Task to carry out
Repeat each line of the material exactly.
— start —
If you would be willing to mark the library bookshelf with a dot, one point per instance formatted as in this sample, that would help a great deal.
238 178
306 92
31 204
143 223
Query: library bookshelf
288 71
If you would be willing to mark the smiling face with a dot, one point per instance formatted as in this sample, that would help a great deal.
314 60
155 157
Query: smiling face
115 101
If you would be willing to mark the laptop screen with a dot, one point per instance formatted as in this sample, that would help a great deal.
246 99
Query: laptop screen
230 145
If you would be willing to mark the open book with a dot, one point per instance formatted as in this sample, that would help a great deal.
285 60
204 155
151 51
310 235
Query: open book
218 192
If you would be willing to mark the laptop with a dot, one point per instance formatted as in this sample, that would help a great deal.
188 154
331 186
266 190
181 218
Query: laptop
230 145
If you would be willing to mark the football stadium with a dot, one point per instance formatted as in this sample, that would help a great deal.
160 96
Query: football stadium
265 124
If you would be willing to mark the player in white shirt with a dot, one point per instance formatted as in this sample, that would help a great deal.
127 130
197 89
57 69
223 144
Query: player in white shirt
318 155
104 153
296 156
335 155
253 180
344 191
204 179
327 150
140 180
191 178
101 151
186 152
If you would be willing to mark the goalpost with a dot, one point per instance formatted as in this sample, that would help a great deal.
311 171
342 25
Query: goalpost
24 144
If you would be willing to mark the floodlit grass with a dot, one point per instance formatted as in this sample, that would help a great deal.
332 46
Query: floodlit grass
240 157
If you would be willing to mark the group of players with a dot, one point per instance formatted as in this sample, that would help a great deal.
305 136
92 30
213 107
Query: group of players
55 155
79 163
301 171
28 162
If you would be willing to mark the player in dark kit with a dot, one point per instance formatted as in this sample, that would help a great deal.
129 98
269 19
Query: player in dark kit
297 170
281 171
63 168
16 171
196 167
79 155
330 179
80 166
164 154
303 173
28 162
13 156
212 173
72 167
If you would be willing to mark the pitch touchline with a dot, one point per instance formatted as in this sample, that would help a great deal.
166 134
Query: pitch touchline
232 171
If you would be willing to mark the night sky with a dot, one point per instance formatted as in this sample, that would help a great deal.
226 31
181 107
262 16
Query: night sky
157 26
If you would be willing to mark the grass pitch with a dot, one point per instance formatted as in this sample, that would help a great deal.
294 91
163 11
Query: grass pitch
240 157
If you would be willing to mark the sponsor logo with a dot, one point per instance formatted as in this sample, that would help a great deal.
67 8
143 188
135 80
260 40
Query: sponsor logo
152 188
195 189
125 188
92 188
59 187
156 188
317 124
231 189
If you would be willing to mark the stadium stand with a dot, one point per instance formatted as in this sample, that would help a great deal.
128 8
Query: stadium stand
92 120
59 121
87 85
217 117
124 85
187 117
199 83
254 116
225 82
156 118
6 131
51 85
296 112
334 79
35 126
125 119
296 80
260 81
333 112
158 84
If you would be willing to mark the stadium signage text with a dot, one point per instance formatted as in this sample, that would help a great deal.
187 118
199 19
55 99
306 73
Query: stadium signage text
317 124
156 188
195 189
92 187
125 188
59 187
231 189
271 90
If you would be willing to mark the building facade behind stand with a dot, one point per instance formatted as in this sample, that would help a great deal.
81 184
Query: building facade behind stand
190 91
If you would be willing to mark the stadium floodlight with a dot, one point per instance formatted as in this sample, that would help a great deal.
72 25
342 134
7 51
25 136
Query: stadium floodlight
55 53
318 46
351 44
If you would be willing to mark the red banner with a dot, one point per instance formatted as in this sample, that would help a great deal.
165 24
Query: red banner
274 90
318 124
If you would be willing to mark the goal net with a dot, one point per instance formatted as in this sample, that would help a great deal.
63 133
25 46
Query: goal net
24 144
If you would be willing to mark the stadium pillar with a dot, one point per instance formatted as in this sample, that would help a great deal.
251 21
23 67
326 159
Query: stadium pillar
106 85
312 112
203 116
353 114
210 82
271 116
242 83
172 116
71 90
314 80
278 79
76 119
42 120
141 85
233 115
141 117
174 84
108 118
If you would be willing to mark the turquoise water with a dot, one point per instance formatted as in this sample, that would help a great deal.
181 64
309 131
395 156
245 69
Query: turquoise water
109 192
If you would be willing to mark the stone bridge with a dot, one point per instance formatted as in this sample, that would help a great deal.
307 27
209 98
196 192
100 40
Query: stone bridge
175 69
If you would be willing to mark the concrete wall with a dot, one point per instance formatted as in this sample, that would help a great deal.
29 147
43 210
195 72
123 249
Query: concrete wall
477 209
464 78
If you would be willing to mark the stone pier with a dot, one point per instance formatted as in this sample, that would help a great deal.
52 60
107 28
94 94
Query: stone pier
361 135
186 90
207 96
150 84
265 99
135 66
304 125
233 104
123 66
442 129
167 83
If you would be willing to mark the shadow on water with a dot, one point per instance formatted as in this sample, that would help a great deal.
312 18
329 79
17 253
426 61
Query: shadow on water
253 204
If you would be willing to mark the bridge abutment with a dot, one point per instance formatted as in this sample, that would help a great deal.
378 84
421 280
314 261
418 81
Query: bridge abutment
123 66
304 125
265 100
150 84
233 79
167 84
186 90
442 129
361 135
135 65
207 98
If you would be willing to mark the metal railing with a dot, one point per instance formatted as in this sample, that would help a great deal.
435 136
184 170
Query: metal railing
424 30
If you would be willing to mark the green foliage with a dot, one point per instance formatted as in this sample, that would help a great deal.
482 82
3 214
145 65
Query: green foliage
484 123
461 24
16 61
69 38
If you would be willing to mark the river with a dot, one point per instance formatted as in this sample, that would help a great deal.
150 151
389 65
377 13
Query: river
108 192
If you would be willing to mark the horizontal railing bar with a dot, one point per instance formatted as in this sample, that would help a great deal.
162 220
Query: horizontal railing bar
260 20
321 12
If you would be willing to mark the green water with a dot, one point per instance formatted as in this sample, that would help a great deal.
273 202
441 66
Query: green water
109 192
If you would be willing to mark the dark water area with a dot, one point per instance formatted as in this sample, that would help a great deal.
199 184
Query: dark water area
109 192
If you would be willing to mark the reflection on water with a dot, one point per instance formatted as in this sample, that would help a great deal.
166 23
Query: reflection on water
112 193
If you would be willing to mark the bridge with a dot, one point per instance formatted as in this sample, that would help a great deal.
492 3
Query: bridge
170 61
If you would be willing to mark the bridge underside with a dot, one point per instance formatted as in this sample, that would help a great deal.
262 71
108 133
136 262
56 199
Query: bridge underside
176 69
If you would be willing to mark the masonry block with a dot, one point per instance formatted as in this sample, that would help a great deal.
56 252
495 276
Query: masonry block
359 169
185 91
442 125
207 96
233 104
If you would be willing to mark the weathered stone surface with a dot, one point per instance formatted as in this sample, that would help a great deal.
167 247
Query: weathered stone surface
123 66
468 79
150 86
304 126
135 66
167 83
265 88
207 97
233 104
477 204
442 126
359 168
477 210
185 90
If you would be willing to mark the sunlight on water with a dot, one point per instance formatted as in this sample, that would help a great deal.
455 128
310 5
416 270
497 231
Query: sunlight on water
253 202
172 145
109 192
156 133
— end —
Final answer
If you would be willing to mark the library bookshelf with a dot, one point per instance formatted as in this sample, that would help a great deal.
238 178
306 92
31 204
143 223
Query: library bookshelf
288 71
If you would be willing to mark the smiling face with a dot, one point per instance formatted as in this sample, that would help a great deal.
314 60
155 157
Query: smiling face
115 101
If you would be willing to mark the laptop screen with a dot, one point per instance formatted as in this sample, that would help a great deal.
246 99
Query: laptop screen
230 145
If you would be willing to mark the open book with a dot, one point per instance formatted as in this sample, that would help a great deal.
285 60
204 155
151 51
310 235
Query: open book
218 192
If you would be willing to mark the laptop with a dot, one point per instance formatted as in this sample, that would help a great deal.
188 154
331 186
266 190
181 218
Query: laptop
230 145
If you would be willing to mark the football stadium with a dot, one point per instance formatted as in this sample, that would help a great deal.
160 96
Query: football stadium
265 124
If you would be willing to mark the player in white shirt with a dot, one point per instance formatted as in this sample, that would help a great deal.
127 130
197 89
57 69
223 144
Query: player in white shirt
318 155
104 153
296 156
335 155
253 180
344 191
204 179
327 150
140 180
191 178
101 151
186 152
If you would be willing to mark the goalpost with a dot, one point per instance formatted as in this sample, that would help a great deal.
311 171
342 25
Query: goalpost
24 144
If you would be willing to mark the floodlit grass with a dot, one point per instance formatted as in this sample, that would help a great deal.
332 46
Query: floodlit grass
240 157
If you would be willing to mark the group of players with a dot, one point per instance formatted as in this sample, that would help a great deal.
305 136
92 30
213 107
Query: group of players
55 155
79 163
301 171
28 162
If you would be willing to mark the player in dark kit with a dot, one point per instance formatted as in this sample, that would help a great deal.
129 98
269 19
Query: player in dark kit
297 170
281 171
63 168
16 171
196 167
79 155
330 179
80 166
164 154
303 173
28 162
13 156
212 173
72 167
If you would be willing to mark the pitch touchline with a dot, one point per instance formatted as in this sample, that would help a great deal.
166 134
Query: pitch touchline
232 171
If you would be willing to mark the night sky with a dot, one point per instance formatted as in this sample, that would help a great deal.
226 31
181 107
262 16
Query: night sky
157 26
If you would be willing to mark the grass pitch with a dot, one point per instance formatted as in this sample, that would help a great deal.
294 91
163 11
Query: grass pitch
240 157
If you would be willing to mark the sponsor logo with a dot, one point per instance formatted as in this sample, that would help a great deal.
67 8
143 188
135 80
260 40
Query: sponsor logo
152 188
195 189
125 188
92 188
59 187
156 188
317 124
231 189
If you would be willing to mark the stadium stand with a dot, one point per instance formatted as in this sample, that would help a great deal.
128 8
Query: stadium stand
92 120
59 121
87 85
217 117
124 85
187 117
199 83
254 116
225 82
156 118
6 131
51 85
296 112
334 79
35 126
125 119
296 80
260 81
333 112
158 84
If you would be willing to mark the stadium signage text with a dot, one point per instance formatted as in this sample, that would help a great deal.
187 118
199 19
55 99
306 73
Query: stadium signage text
317 124
156 188
195 189
92 187
125 188
59 187
231 189
271 90
If you would be willing to mark the building facade behind stand with a dot, one point per instance formatted as in this sample, that would help a great deal.
81 184
Query: building facade behind stand
190 91
If you would be willing to mark the stadium floodlight with a dot, one point per instance formatted as in this sample, that would help a great deal.
72 25
342 134
7 51
25 136
Query: stadium floodlight
55 53
318 46
351 44
If you would be willing to mark the red banner with a dot, one point per instance formatted as in this sample, that would help a great deal.
165 24
Query: red banner
274 90
318 124
If you would be willing to mark the goal net with a dot, one point per instance formatted as in this sample, that would help a great deal.
63 133
25 46
Query: goal net
24 144
If you would be willing to mark the stadium pillar with a dot, one point per instance formatted as in this sample, that would help a great deal.
251 21
23 67
326 159
Query: stadium pillar
106 85
312 112
203 116
353 114
210 82
271 116
242 83
172 116
71 90
314 80
278 79
76 119
42 120
141 85
233 115
141 117
174 84
108 118
If you would be willing to mark the turquoise water with a dot, one point per instance formatted as in this sample, that would help a great deal.
181 64
309 131
395 156
245 69
Query: turquoise water
109 192
If you would be willing to mark the stone bridge with a dot, one point per instance formatted as in this sample, that would help a great deal.
307 27
209 98
196 192
100 40
Query: stone bridge
175 69
If you would be willing to mark the concrete wall with a dot, one point per instance formatted as in this sample, that would help a great deal.
29 147
43 210
195 72
123 249
Query: concrete wall
477 209
464 78
If you would be willing to mark the stone pier with a dot, one point per instance formatted as in this sample, that would help a great deal.
52 60
107 28
94 94
Query: stone pier
361 135
186 90
207 96
150 84
265 99
135 66
304 125
233 104
123 66
442 129
167 83
If you would be willing to mark the shadow on water with a dot, one point per instance formatted as in this sample, that would help a great deal.
312 18
329 79
17 253
426 61
Query: shadow on water
253 204
If you would be willing to mark the bridge abutment with a dot, one point per instance formatted as in this sample, that would help a great deal.
378 84
421 280
314 261
418 81
Query: bridge abutment
123 66
304 125
265 100
150 84
233 79
167 84
186 90
442 129
361 135
135 65
207 98
If you would be willing to mark the metal railing with a dot, one point per instance formatted as in this sample, that would help a great deal.
435 136
184 170
Query: metal railing
424 30
If you would be willing to mark the green foliage with a dot, one point per instance formatted as in this sample, that would help a great deal.
482 82
3 214
145 65
Query: green foliage
484 123
461 24
16 61
69 38
If you would be willing to mark the river with a dot, one point per instance formatted as in this sample, that would help a great deal.
150 151
389 65
377 13
Query: river
108 192
If you would be willing to mark the horizontal railing bar with a dot, one point per instance formatted as in this sample, that would help a great deal.
162 220
Query: horizontal railing bar
260 20
321 12
If you would be willing to mark the green water with a dot, one point per instance formatted as in this sample, that would help a great deal.
273 202
441 66
Query: green water
109 192
If you would be willing to mark the dark water area with a dot, one point per instance formatted as in this sample, that would help a great deal.
199 184
Query: dark water area
109 192
If you would be willing to mark the reflection on water with a dot, one point per instance formatted as in this sample, that would help a great deal.
166 23
Query: reflection on water
112 193
If you would be willing to mark the bridge with a dot, one point per instance formatted as in this sample, that would help a great deal.
492 3
Query: bridge
170 61
If you would be willing to mark the bridge underside with a dot, one point per instance formatted as in this sample, that would help a great deal.
262 71
108 133
136 262
56 199
Query: bridge underside
176 69
If you would be willing to mark the masonry block with a dot, one point per instance formatted as in this sample, that would help a great deal.
56 252
495 276
Query: masonry block
359 169
185 91
442 125
207 96
233 104
If you would be willing to mark the weathered stone surface with a dot, one point per instance formatted as in this sample, that would help a great deal.
167 247
Query: weathered stone surface
123 66
468 79
150 86
304 126
135 66
167 83
265 88
207 97
233 104
477 204
442 126
359 168
477 210
185 90
If you would be willing to mark the sunlight on water with a dot, one point per instance formatted as in this sample, that would help a great deal.
455 128
310 5
416 270
497 231
Query: sunlight on water
253 202
172 145
109 192
156 133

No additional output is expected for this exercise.